### PASSAGE TO READ
▬▬▬▬▬▬

If two groups both create a name "firstName" and each gives it a different syntax and semantics how is someone handed a JSON document supposed to know which group's syntax/semantics to apply? In some cases there might be enough context (e.g. the data was retrieved from one of the group's servers) to disambiguate the situation but it is increasingly common for distributed services to be created where the original source of some piece of information can trivially be lost somewhere down the processing chain. It therefore would be extremely useful for JSON documents to be 'self describing' in the sense that one can look at any name in a JSON document in isolation and have some reasonable hope of determining if that particular name represents the syntax and semantics one is expecting.

The Proposed Solution

It is proposed that JSON names be defined as having two parts, a namespace name and a local name. The two are combined as namespace name + "." + local name to form a fully qualified JSON name. Namespace names MAY contain the "." character. Local names MUST NOT contain the "." character. Namespace names MUST consist of the reverse listing of subdomains in a fully qualified DNS name. E.g. org.goland or com.example.bigfatorg.definition.

To enable space savings and to increase both the readability and write-ability of JSON a JSON name MAY omit its namespace name along with the "." character that concatenated it to its local name. In this case the namespace of the name is logically set to the namespace of the name's parent object. E.g.

▬▬▬▬▬▬

### PROVIDED DATA
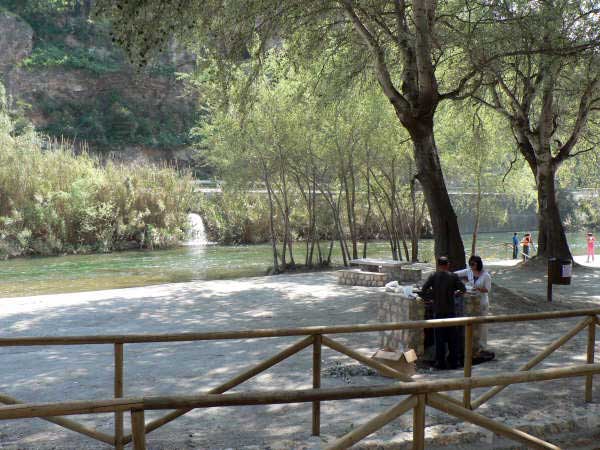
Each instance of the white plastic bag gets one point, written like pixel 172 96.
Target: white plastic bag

▬▬▬▬▬▬

### EXERCISES
(1) From the passage on JSON namespaces, extract the text starting at "The Proposed Solution" and ending at "org.goland or com.example.bigfatorg.definition.".
(2) Answer these questions about the JSON namespace proposal:
(a) Which character joins a namespace name to a local name?
(b) Which of the two parts of a JSON name must not contain that character?
(c) When a JSON name omits its namespace name, what is its namespace logically set to?
(3) Continue the passage on JSON namespaces from the point where it stops.
The data above comes from a separate source.

### SOLVED TASKS
(1)
The Proposed Solution

It is proposed that JSON names be defined as having two parts, a namespace name and a local name. The two are combined as namespace name + "." + local name to form a fully qualified JSON name. Namespace names MAY contain the "." character. Local names MUST NOT contain the "." character. Namespace names MUST consist of the reverse listing of subdomains in a fully qualified DNS name. E.g. org.goland or com.example.bigfatorg.definition.

(2)
(a) The "." character.
(b) The local name.
(c) The namespace of the name's parent object.

(3)
{ "org.goland.schemas.projectFoo.specProposal" :
"title": "JSON Extensions",
"author": { "firstName": "Yaron",
"com.example.schemas.middleName":"Y",
"org.goland.schemas.projectFoo.lastName": "Goland",
}
}

In the previous example the name firstName, because it lacks a namespace takes on its parent object's namespace. That parent is author which also lacks a namespace so recursively author looks to its parent specProposal which does have a namespace, org.goland.schemas.projectFoo. middleName introduces a new namespace "com.example.schemas", if the value was an object then the names in that object would inherit the com.example.schemas namespace. Because the use of the compression mechanism is optional the lastName value can be fully qualified even though it shares the same namespace as its parent. com.example.taxonomy

If the name of the root object in a JSON structure is not fully qualified then the names contained in that JSON structure MUST NOT be treated as being compliant with this specification. Note however that the presence of a fully qualified name is not sufficient to determine that a JSON structure is compliant with this proposal as it is legal to have names that include the "." character in JSON. To be sure a JSON structure is compliant one needs out of band information.

Q&A

Isn't this proposal incompatible with existing JSON systems?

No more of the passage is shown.